**Your task**
Continue the piece about the dog Rosco, starting right after its final sentence.

**Extract**

*** Begin section ***

My Handsome Boy
Rosco was my 32nd birthday present. He was Rudy's slightly younger brother. Rosco was bigger, faster, and more feisty. He barked at me during the first hour after he came home, even though he was only 8 weeks old. He never met a dog he really liked (at least he wouldn't admit it) and he never met any humans he disliked. Funny how different he and Rudy were in that respect.
Rosco and I started a bond pretty much right away. We gravitated to one another, maybe it was our restlessness. I loved watching him chase squirrels and birds...and whatever else moved. He would jump at the fence when a bird was sitting on it. He would bark when he heard another dog bark in the distance. He wanted everyone to know that he is available for a fight. And fought he has. He was nearly eaten by one of my friend's pit bull. He's had numerous fights with possums, and a run-in with a raccoon.

*** End section ***

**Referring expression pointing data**
*** Begin section ***

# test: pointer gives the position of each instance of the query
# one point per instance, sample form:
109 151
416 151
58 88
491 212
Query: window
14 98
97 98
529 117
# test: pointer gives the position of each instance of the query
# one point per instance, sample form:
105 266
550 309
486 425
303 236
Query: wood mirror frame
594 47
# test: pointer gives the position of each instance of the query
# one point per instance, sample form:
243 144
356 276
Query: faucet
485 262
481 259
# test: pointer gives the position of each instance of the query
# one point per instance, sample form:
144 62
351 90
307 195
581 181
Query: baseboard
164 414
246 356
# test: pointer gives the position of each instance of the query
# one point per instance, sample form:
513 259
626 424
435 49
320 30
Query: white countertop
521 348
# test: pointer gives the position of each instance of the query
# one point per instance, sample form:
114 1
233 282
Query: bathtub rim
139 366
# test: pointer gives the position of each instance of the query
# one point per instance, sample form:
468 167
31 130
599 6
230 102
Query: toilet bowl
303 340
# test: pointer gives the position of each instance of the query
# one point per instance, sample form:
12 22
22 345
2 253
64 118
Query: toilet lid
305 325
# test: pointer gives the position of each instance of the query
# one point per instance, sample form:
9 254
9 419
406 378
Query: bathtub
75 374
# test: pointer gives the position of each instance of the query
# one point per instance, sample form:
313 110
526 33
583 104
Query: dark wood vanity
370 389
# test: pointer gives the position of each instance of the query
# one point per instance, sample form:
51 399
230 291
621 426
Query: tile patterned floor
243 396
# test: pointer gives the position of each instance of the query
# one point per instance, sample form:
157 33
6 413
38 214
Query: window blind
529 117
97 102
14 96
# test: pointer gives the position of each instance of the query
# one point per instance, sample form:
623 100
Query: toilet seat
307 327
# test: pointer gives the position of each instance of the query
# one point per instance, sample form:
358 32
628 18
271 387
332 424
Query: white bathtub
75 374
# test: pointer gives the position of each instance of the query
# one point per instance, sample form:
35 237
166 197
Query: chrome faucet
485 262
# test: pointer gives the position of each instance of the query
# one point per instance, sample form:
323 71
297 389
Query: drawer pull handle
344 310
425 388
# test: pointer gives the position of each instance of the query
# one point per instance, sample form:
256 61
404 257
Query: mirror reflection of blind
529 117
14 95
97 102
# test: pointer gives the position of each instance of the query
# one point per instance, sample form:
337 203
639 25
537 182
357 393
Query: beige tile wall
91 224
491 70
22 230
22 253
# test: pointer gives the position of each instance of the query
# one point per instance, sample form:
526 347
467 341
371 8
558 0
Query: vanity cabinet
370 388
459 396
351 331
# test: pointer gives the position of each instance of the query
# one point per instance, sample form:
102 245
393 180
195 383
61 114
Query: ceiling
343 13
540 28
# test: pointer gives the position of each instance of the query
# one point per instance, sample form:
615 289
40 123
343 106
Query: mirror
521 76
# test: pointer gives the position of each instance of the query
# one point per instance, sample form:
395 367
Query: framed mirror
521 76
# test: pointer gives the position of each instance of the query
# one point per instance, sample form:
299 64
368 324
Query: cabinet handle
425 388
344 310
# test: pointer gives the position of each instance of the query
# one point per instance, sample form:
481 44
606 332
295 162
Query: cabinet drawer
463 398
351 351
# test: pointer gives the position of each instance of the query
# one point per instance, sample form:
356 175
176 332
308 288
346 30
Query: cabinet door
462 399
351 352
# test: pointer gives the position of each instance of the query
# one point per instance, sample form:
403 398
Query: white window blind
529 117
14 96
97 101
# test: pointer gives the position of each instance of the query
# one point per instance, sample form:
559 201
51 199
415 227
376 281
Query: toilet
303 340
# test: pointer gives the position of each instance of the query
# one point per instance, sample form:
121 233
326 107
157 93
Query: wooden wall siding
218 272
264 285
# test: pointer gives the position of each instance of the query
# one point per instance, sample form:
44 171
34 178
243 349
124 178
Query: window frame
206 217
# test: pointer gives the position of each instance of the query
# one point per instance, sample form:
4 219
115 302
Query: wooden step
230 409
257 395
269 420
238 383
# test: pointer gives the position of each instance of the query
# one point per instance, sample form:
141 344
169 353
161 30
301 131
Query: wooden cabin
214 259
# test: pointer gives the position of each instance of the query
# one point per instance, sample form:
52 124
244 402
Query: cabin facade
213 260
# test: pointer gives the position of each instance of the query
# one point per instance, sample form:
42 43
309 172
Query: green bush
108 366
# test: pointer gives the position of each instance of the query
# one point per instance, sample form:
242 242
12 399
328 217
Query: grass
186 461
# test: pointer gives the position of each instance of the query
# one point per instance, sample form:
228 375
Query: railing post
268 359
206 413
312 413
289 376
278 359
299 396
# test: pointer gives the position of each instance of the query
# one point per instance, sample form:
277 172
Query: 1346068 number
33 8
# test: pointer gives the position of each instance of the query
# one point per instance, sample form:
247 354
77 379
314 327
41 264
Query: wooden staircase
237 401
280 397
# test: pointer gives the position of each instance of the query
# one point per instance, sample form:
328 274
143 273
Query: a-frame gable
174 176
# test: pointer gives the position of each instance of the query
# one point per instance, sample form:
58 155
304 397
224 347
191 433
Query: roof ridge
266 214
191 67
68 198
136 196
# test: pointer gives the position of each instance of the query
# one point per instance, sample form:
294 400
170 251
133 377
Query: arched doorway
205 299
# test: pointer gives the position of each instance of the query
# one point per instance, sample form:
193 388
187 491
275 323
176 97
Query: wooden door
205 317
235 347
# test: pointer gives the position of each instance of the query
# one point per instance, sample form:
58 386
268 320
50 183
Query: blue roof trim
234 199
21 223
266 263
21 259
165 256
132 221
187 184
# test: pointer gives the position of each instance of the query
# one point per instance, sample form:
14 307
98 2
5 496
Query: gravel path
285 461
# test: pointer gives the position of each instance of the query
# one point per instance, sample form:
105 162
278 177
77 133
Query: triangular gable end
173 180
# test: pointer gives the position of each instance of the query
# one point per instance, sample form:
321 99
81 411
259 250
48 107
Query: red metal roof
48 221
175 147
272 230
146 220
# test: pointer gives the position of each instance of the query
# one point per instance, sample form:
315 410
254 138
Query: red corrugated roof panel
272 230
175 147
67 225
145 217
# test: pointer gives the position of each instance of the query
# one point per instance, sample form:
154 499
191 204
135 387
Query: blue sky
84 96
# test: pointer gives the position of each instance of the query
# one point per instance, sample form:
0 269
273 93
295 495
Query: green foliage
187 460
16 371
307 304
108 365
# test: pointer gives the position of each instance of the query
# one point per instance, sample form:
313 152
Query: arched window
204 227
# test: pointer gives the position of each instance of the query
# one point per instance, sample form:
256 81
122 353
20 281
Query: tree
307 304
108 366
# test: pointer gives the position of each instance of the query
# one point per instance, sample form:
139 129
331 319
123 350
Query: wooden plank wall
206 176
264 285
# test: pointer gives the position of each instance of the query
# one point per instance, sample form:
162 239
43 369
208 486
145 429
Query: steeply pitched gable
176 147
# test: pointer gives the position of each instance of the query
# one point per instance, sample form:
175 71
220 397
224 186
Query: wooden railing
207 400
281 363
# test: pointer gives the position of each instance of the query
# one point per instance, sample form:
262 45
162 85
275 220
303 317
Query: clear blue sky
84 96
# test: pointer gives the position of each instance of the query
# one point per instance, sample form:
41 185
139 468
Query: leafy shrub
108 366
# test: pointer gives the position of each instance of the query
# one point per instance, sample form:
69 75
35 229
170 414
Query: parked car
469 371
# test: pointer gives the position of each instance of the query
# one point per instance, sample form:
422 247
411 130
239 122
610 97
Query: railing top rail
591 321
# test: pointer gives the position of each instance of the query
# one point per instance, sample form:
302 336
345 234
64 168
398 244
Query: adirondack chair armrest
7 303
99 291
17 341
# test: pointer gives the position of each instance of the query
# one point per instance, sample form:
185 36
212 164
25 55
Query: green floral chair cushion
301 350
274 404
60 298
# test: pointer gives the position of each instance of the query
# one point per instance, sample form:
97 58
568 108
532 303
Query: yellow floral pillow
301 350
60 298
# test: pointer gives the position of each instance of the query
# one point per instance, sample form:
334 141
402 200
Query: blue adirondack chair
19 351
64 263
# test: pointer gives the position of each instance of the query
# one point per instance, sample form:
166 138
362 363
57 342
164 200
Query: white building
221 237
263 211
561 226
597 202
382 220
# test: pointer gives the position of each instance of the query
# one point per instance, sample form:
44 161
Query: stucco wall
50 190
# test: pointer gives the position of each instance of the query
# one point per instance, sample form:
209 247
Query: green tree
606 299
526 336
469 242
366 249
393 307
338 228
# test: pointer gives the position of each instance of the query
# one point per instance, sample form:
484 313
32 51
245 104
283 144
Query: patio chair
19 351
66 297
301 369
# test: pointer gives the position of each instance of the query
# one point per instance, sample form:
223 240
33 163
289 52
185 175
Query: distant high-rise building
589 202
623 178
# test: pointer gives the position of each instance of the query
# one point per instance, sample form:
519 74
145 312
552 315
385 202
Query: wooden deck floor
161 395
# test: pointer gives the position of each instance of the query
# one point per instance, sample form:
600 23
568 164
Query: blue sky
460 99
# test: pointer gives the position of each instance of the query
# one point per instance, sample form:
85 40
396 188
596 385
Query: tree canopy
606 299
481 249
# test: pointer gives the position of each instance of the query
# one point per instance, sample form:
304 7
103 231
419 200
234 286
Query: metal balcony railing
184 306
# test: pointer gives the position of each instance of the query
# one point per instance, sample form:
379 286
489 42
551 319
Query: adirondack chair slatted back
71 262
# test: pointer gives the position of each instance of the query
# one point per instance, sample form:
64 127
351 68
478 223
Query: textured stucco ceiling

*** End section ***

**Task result**
Rosco amazed me with his energy. Up with the sun (and usually a couple of other times during the night), he couldn't wait to hunt the back yard. Yet, I've never seen any living thing sleep so hard. I took hundreds of photos of him sleeping...but not just sleeping...sleeping in bizarre and adorable positions. Rosco could find the softest, most comfortable spots in any situation. He would pace the house, leaping on the couch, the beds, and anything else until he found THE spot.
And through it all, I always called him my shadow. He followed me everywhere that I would let him follow. If I sat, he lay next to me. If I slept, he slept next to me...and sometimes on top of me.
He was mostly a healthy dog. He had the odd stomach bug, and he had to get stitches for a huge cut one time, but otherwise he was a durable 11 pound dog. Last year, he began having stomach and bladder issues. After surgery, he bounced back but he was 12 years old and it was harder for him to be the terror of the Kakouris household.
Last night, he finally gave in to his multiple problems. It was October 13th, our dear departed Rudy's birthday. Rosco was a couple months short of his 14th birthday.
I loved this creature like my child. I hear people say that a lot, but for me it's truth. I worried about him like I worry about my human children. We had a connection that I think only a few people understand, and more people probably shake their heads at. I guess you just have to believe me.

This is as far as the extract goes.